> Problem
Print every record exactly, but leave out the pictures.
----------------------------------------
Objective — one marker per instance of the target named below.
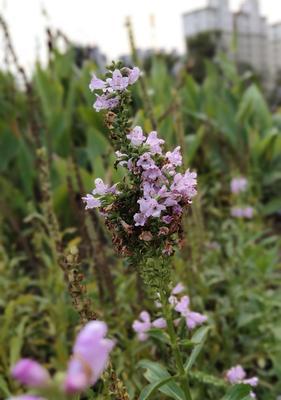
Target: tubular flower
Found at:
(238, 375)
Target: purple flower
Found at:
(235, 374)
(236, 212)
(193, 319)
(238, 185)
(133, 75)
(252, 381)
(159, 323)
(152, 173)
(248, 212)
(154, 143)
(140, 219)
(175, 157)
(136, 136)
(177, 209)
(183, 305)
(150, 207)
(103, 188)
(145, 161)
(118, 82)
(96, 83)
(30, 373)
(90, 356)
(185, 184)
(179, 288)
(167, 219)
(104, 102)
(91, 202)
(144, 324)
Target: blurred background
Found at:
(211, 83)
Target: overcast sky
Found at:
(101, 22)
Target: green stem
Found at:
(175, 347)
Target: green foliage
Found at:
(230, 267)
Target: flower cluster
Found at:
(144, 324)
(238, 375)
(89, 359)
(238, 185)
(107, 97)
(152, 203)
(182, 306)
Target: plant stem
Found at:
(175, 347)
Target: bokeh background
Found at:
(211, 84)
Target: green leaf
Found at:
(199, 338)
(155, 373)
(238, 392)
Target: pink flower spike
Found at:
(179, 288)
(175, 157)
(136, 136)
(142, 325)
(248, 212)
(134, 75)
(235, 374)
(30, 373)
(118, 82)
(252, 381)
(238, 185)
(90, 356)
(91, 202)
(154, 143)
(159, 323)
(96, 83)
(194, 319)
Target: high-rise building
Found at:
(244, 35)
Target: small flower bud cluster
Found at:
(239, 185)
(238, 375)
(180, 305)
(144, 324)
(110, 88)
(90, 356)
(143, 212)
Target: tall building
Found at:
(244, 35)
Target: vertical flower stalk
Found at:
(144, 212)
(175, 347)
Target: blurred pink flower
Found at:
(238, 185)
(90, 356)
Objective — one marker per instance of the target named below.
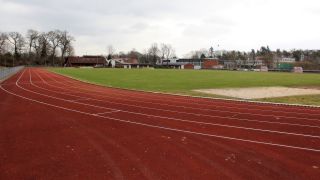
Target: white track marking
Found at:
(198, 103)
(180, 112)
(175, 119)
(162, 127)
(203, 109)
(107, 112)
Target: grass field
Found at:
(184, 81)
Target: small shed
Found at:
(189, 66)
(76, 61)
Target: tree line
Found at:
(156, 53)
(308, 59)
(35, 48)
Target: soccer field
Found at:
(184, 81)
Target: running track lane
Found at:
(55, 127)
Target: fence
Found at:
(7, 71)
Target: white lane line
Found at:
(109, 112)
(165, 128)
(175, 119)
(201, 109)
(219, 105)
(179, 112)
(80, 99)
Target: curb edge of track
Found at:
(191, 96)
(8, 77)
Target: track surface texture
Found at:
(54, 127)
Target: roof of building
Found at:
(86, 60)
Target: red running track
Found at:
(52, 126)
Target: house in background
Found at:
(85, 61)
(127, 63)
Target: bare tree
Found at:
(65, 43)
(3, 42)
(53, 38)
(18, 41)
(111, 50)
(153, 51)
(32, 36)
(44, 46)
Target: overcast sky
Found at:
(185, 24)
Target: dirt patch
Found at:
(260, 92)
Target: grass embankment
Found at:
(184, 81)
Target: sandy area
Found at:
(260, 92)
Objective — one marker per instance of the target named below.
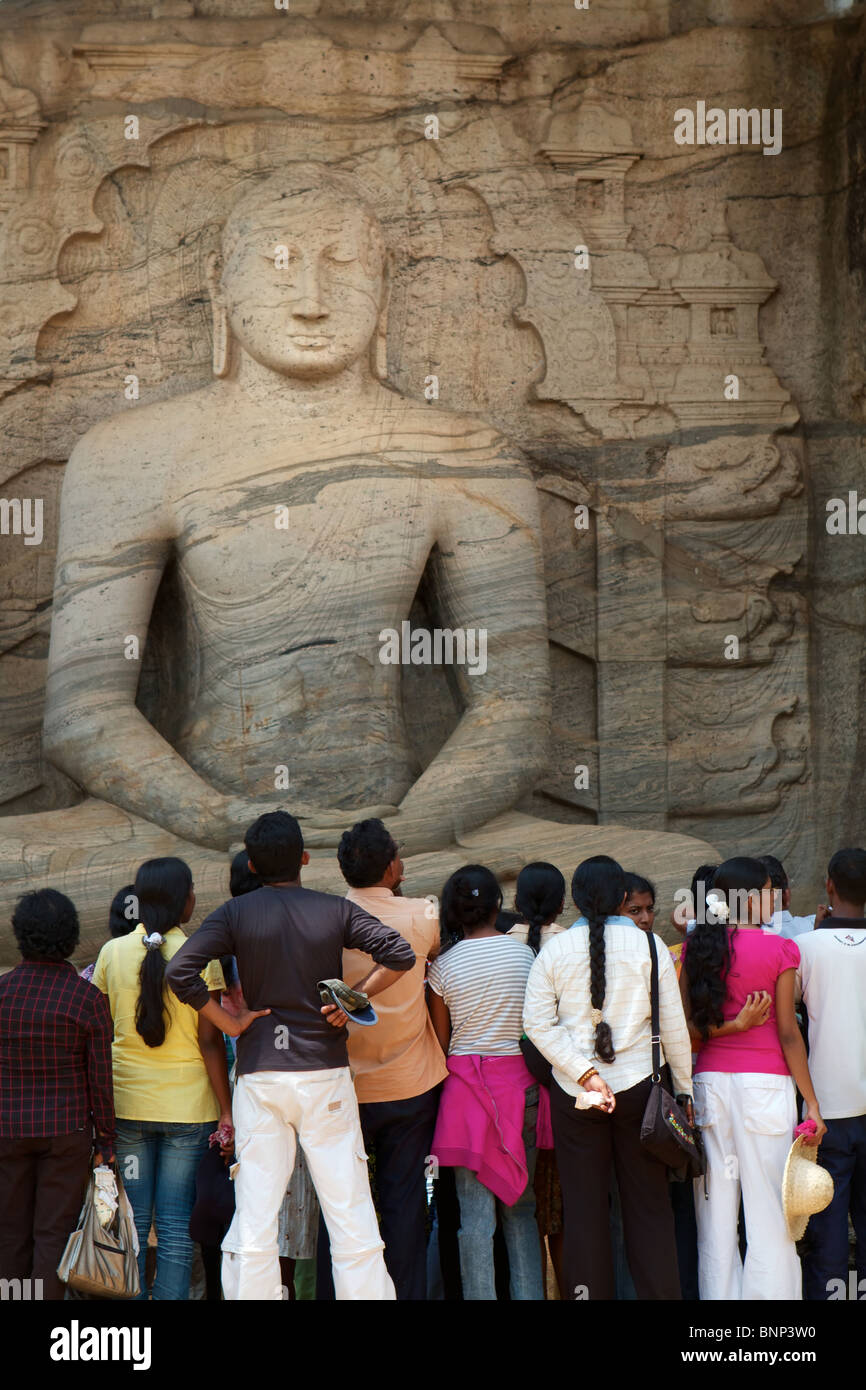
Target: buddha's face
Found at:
----------------------------------------
> Solution for this exercise
Objective — one marker per instance of the target named below.
Target: tubular flower
Found at:
(238, 375)
Target: purple flower
Found at:
(235, 374)
(236, 212)
(193, 319)
(238, 185)
(133, 75)
(252, 381)
(159, 323)
(152, 173)
(248, 212)
(154, 143)
(140, 219)
(175, 157)
(136, 136)
(177, 209)
(183, 305)
(150, 207)
(103, 188)
(145, 161)
(118, 82)
(96, 83)
(30, 373)
(90, 356)
(185, 184)
(179, 288)
(167, 219)
(104, 102)
(91, 202)
(144, 324)
Target: blurred background
Found at:
(211, 83)
Target: overcast sky
Found at:
(101, 22)
Target: green stem
Found at:
(175, 347)
Target: green foliage
Found at:
(230, 267)
Target: flower cluster
Found at:
(144, 324)
(238, 375)
(89, 359)
(238, 185)
(107, 97)
(152, 203)
(182, 306)
Target: plant stem
Found at:
(175, 347)
Target: bokeh background
Found at:
(211, 84)
Target: green leaf
Found at:
(199, 338)
(155, 373)
(238, 392)
Target: pink flower spike
Found at:
(179, 288)
(175, 157)
(136, 136)
(142, 325)
(248, 212)
(134, 75)
(235, 374)
(30, 373)
(118, 82)
(252, 381)
(238, 185)
(90, 356)
(91, 202)
(154, 143)
(159, 323)
(96, 83)
(194, 319)
Target: high-rise building
Found at:
(244, 35)
Target: small flower bud cluster
Found at:
(239, 185)
(238, 375)
(180, 305)
(144, 324)
(110, 88)
(90, 356)
(143, 212)
Target: tall building
Found at:
(244, 35)
Target: vertical flower stalk
Found at:
(144, 212)
(175, 347)
Target: blurred pink flower
Found at:
(238, 185)
(90, 356)
Objective — one marker per instance of the target named below.
Target: white track marking
Found at:
(198, 103)
(180, 112)
(175, 119)
(162, 127)
(203, 109)
(107, 112)
Target: grass field
Found at:
(184, 81)
Target: small shed
Found at:
(189, 66)
(76, 61)
Target: tree line
Found at:
(156, 53)
(308, 59)
(35, 48)
Target: soccer field
Found at:
(184, 81)
Target: running track lane
Found at:
(55, 127)
Target: fence
Found at:
(7, 71)
Target: white lane line
Found at:
(109, 112)
(165, 128)
(175, 119)
(201, 109)
(219, 105)
(179, 112)
(80, 99)
Target: curb edge of track
Found at:
(191, 96)
(8, 77)
Target: track surface texture
Found at:
(54, 127)
Target: roof of building
Found at:
(86, 60)
Target: red running track
Found at:
(52, 126)
Target: house in background
Found at:
(85, 61)
(127, 63)
Target: bare tree
Found at:
(65, 43)
(3, 42)
(53, 38)
(18, 41)
(111, 50)
(153, 51)
(32, 36)
(44, 46)
Target: overcast sky
Found at:
(185, 24)
Target: dirt patch
Found at:
(260, 92)
Target: grass embankment
Found at:
(184, 81)
Target: sandy area
Found at:
(260, 92)
Objective — one marker per instance of the target named below.
Target: buddha's face
Found at:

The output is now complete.